§ **THE TASK**: Every line of the data is to be transcribed without error.
━━━ EXCERPTED DATA
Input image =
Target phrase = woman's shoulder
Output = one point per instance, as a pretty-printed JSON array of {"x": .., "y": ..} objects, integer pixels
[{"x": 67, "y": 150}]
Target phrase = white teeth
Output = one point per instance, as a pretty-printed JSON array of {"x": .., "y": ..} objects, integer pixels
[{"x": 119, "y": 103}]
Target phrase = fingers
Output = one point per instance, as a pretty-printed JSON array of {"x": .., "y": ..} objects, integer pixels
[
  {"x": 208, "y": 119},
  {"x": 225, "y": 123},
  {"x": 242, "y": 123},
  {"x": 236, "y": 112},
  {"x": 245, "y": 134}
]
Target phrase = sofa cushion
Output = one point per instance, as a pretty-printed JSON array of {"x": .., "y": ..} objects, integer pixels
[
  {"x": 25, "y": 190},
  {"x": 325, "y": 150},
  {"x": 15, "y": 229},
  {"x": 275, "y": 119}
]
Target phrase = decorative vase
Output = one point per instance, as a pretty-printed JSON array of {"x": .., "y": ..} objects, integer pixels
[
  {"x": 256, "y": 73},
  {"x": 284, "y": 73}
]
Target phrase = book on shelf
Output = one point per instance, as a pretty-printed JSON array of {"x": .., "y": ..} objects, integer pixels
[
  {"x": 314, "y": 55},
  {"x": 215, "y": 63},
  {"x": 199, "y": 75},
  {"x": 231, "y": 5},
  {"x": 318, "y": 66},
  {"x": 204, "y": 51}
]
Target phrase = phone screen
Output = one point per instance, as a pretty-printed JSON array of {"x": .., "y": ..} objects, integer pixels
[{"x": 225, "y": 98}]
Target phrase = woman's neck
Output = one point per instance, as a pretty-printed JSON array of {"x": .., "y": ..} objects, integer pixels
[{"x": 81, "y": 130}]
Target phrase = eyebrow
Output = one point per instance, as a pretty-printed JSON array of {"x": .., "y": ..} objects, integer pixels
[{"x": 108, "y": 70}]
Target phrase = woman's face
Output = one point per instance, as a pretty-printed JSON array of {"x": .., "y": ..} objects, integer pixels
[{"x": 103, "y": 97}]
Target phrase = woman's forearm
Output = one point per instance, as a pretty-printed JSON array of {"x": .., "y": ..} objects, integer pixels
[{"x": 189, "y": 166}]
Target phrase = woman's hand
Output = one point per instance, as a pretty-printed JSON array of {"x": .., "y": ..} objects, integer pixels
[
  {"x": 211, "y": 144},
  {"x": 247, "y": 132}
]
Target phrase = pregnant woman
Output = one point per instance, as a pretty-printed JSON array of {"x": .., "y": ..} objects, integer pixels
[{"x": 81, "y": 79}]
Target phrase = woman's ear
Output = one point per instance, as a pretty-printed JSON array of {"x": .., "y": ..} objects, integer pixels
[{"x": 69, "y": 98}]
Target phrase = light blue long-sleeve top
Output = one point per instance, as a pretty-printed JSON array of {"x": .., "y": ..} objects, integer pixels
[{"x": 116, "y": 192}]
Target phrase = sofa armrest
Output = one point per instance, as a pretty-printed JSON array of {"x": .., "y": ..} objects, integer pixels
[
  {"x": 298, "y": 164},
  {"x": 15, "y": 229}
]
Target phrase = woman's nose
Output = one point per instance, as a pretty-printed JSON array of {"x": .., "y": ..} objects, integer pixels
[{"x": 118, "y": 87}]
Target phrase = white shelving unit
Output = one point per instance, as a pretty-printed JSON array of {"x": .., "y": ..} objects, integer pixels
━━━━━━
§ **TASK OUTPUT**:
Input image =
Target phrase = woman's shoulder
Output = one point per instance, as a pretty-printed JSON array of {"x": .., "y": ..} objects, integer pixels
[{"x": 67, "y": 150}]
Target phrase = white teeth
Output = one point per instance, as a pretty-printed JSON array of {"x": .., "y": ..} objects, integer pixels
[{"x": 119, "y": 103}]
Target phrase = fingers
Output = one point per instance, as a pretty-printed JSON array of {"x": .., "y": ..} objects, integer pixels
[
  {"x": 208, "y": 119},
  {"x": 225, "y": 123},
  {"x": 242, "y": 123},
  {"x": 236, "y": 112},
  {"x": 245, "y": 134}
]
Target phrase = sofa cushion
Output = one point per instance, as a pretty-printed JSON array of {"x": .., "y": ..} objects, integer pixels
[
  {"x": 25, "y": 190},
  {"x": 325, "y": 150},
  {"x": 15, "y": 229},
  {"x": 275, "y": 119}
]
Target phrase = decorative vase
Output = one point per instance, as a pretty-printed JSON array of {"x": .., "y": ..} objects, integer pixels
[
  {"x": 256, "y": 73},
  {"x": 284, "y": 73}
]
Target phrase = book on shelf
Output = one point per instance, as a pretty-printed JSON array of {"x": .., "y": ..} objects, integer pixels
[
  {"x": 314, "y": 55},
  {"x": 215, "y": 63},
  {"x": 199, "y": 75},
  {"x": 231, "y": 5},
  {"x": 318, "y": 66},
  {"x": 204, "y": 51}
]
Target phrase = phone screen
Output = one point per instance, as a pretty-printed JSON array of {"x": .., "y": ..} objects, integer pixels
[{"x": 225, "y": 98}]
Target phrase = woman's neck
Output = one point per instance, as a pretty-printed JSON array of {"x": .., "y": ..} objects, integer pixels
[{"x": 81, "y": 130}]
Target phrase = eyebrow
Output = one point per instance, as a pretty-printed JSON array of {"x": .., "y": ..} objects, integer pixels
[{"x": 108, "y": 70}]
Target phrase = woman's face
Output = one point per instance, as a pretty-printed JSON array of {"x": .., "y": ..} objects, integer pixels
[{"x": 103, "y": 97}]
Target phrase = woman's forearm
Output = one point per instance, as a pretty-printed JSON array of {"x": .., "y": ..} objects, integer pixels
[{"x": 189, "y": 166}]
Target phrase = woman's hand
Output = one point per instance, as a pretty-printed JSON array of {"x": .., "y": ..} objects, integer pixels
[
  {"x": 211, "y": 144},
  {"x": 247, "y": 132}
]
Target phrase = pregnant woman
Output = one point per instance, as a pretty-printed JSON array of {"x": .., "y": ..} objects, integer pixels
[{"x": 81, "y": 79}]
Target phrase = woman's ear
Output = one point per instance, as a pretty-printed JSON array of {"x": .., "y": ..} objects, integer pixels
[{"x": 69, "y": 98}]
Target phrase = light blue long-sleeve top
Output = one point per instance, as a pretty-printed JSON array of {"x": .., "y": ..} objects, integer pixels
[{"x": 116, "y": 192}]
Target phrase = sofa armrest
Output = one point per instance, as a pretty-printed JSON array of {"x": .., "y": ..} objects, integer pixels
[
  {"x": 298, "y": 164},
  {"x": 15, "y": 229}
]
Target phrase = woman's nose
Output = one point per instance, as a pretty-printed JSON array of {"x": .., "y": ..} objects, integer pixels
[{"x": 118, "y": 87}]
Target phrase = white shelving unit
Output = one point per instance, as a pretty-printed JSON array of {"x": .., "y": ..} objects, integer pixels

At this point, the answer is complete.